Records
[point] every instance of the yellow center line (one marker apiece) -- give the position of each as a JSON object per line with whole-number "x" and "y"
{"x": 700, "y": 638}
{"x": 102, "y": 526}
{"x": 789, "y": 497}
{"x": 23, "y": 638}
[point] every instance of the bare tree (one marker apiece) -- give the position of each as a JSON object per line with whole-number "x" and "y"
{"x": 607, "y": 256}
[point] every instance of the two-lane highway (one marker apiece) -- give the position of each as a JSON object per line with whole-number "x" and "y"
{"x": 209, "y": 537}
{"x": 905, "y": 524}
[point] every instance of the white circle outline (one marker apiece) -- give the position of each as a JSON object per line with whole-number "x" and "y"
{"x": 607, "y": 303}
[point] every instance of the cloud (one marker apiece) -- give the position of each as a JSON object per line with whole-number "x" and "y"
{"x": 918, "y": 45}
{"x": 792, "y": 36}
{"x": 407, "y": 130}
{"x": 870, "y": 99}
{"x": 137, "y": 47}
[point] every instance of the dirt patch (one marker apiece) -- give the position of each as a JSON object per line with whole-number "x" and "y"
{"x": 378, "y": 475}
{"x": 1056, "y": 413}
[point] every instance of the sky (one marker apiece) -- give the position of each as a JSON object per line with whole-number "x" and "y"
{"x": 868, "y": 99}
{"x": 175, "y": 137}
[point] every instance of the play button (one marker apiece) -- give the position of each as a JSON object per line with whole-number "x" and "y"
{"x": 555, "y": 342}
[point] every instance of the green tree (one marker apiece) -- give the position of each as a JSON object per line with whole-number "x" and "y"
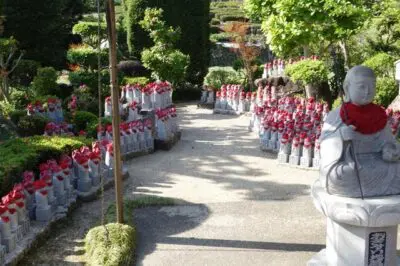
{"x": 166, "y": 62}
{"x": 290, "y": 25}
{"x": 192, "y": 17}
{"x": 42, "y": 27}
{"x": 9, "y": 60}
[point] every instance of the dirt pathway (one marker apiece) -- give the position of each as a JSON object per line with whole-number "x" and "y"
{"x": 219, "y": 166}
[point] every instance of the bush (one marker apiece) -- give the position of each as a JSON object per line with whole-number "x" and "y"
{"x": 215, "y": 22}
{"x": 6, "y": 108}
{"x": 138, "y": 80}
{"x": 91, "y": 128}
{"x": 90, "y": 79}
{"x": 215, "y": 29}
{"x": 192, "y": 18}
{"x": 87, "y": 57}
{"x": 221, "y": 37}
{"x": 117, "y": 251}
{"x": 89, "y": 32}
{"x": 82, "y": 119}
{"x": 308, "y": 72}
{"x": 32, "y": 125}
{"x": 382, "y": 64}
{"x": 234, "y": 18}
{"x": 20, "y": 99}
{"x": 16, "y": 116}
{"x": 217, "y": 76}
{"x": 24, "y": 73}
{"x": 45, "y": 81}
{"x": 133, "y": 68}
{"x": 386, "y": 91}
{"x": 21, "y": 154}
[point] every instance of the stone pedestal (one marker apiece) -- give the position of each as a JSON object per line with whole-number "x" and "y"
{"x": 283, "y": 158}
{"x": 359, "y": 232}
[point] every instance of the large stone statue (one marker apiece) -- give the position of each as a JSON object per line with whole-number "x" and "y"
{"x": 364, "y": 124}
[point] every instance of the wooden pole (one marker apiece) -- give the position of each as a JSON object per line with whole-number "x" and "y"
{"x": 112, "y": 40}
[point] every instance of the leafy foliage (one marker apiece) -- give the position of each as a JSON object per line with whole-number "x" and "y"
{"x": 137, "y": 80}
{"x": 45, "y": 81}
{"x": 89, "y": 32}
{"x": 217, "y": 76}
{"x": 386, "y": 91}
{"x": 82, "y": 119}
{"x": 165, "y": 62}
{"x": 87, "y": 57}
{"x": 192, "y": 17}
{"x": 132, "y": 68}
{"x": 308, "y": 72}
{"x": 382, "y": 64}
{"x": 24, "y": 72}
{"x": 247, "y": 53}
{"x": 289, "y": 24}
{"x": 43, "y": 28}
{"x": 31, "y": 125}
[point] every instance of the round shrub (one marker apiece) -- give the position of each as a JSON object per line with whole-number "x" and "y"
{"x": 82, "y": 119}
{"x": 24, "y": 73}
{"x": 15, "y": 116}
{"x": 45, "y": 81}
{"x": 217, "y": 76}
{"x": 382, "y": 64}
{"x": 133, "y": 68}
{"x": 32, "y": 125}
{"x": 138, "y": 80}
{"x": 20, "y": 99}
{"x": 86, "y": 57}
{"x": 308, "y": 72}
{"x": 386, "y": 91}
{"x": 117, "y": 249}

● **Problem details**:
Can you reproduce, word for word, the stretch of the material above from the line containing "[point] every instance of the leafy" through the end of the material, including both ends?

● **Correct output**:
[point] every instance of the leafy foliage (one marker apiece) -- give the position of each as a JSON object per line with whole-number "x" and "y"
{"x": 137, "y": 80}
{"x": 45, "y": 81}
{"x": 89, "y": 32}
{"x": 217, "y": 76}
{"x": 386, "y": 91}
{"x": 82, "y": 119}
{"x": 165, "y": 62}
{"x": 87, "y": 57}
{"x": 192, "y": 17}
{"x": 132, "y": 68}
{"x": 308, "y": 72}
{"x": 382, "y": 64}
{"x": 24, "y": 72}
{"x": 247, "y": 53}
{"x": 289, "y": 24}
{"x": 43, "y": 28}
{"x": 31, "y": 125}
[point] every instance of the round shrub (one marker apiece) -- give the position of each as a JSON object per line with whole-number "x" and "y"
{"x": 82, "y": 119}
{"x": 24, "y": 73}
{"x": 15, "y": 116}
{"x": 45, "y": 81}
{"x": 217, "y": 76}
{"x": 382, "y": 64}
{"x": 133, "y": 68}
{"x": 32, "y": 125}
{"x": 138, "y": 80}
{"x": 20, "y": 99}
{"x": 86, "y": 57}
{"x": 308, "y": 72}
{"x": 386, "y": 91}
{"x": 117, "y": 249}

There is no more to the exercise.